'''

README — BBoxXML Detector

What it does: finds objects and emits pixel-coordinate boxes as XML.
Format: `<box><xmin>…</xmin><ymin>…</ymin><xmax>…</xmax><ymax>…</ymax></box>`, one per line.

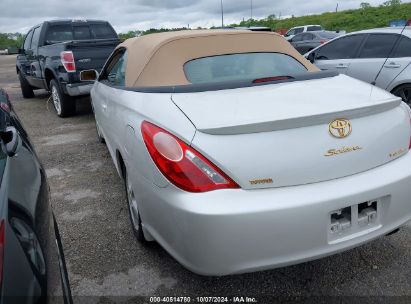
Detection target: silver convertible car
<box><xmin>85</xmin><ymin>30</ymin><xmax>411</xmax><ymax>275</ymax></box>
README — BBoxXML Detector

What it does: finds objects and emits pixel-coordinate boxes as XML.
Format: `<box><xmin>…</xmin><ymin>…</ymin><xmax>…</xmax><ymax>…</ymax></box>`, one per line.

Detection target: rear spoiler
<box><xmin>119</xmin><ymin>70</ymin><xmax>339</xmax><ymax>94</ymax></box>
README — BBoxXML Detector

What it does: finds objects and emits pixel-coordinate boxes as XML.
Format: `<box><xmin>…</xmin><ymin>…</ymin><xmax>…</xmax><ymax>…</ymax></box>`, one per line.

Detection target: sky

'''

▶ Work request:
Go to the line with "Detection target: rear spoiler" and set down that line and every line after it, through the end of the material above, word for word.

▶ Your solution:
Detection target: rear spoiler
<box><xmin>119</xmin><ymin>70</ymin><xmax>339</xmax><ymax>94</ymax></box>
README — BBoxXML Detector

What it does: finds objects and emits pixel-coordinate boxes as XML.
Format: `<box><xmin>…</xmin><ymin>…</ymin><xmax>…</xmax><ymax>…</ymax></box>`, one per line.

Detection target: sky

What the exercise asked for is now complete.